[Excerpts of bounding box data]
☆ ☆ ☆
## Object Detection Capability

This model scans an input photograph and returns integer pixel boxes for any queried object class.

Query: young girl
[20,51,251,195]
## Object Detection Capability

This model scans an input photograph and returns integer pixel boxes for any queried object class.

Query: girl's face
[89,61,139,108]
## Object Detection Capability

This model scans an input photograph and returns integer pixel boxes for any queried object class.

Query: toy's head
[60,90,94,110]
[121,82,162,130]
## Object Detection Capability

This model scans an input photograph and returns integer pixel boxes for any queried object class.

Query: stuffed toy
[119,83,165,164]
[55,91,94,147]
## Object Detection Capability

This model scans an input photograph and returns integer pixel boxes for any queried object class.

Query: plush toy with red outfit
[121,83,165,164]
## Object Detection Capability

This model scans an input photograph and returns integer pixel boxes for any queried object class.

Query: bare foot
☆ ☆ ☆
Swap "integer pixel boxes" for "whole-number pixel boxes" throughout the material above and leave everything else as it is.

## Object Detection Capability

This model scans an input photograph and returns whole-number pixel boxes for any queried object class.

Query: young girl
[20,51,251,195]
## Object Detection Capability

This model scans an input photograph and returns whole-number pixel boxes for any queried object class.

Query: girl's face
[89,61,139,108]
## Object Detection Capability

This model scans an input photograph and returns whole-number pixel boxes for any queried object class.

Query: toy's head
[60,90,94,110]
[121,82,162,130]
## Object Detection Capability

This model scans an input photograph and returns whole-number pixel boxes for any queried object class.

Query: stuffed toy
[119,83,165,164]
[55,91,94,147]
## Object Detection Capability

This model scans an input photograph and returns whole-number pixel boxes for any queried object class.

Query: plush toy with red outfit
[121,83,165,164]
## Object Detection Capability

This model scans an input photograph and returns whole-number pixel boxes for any queried object class.

Query: bare foot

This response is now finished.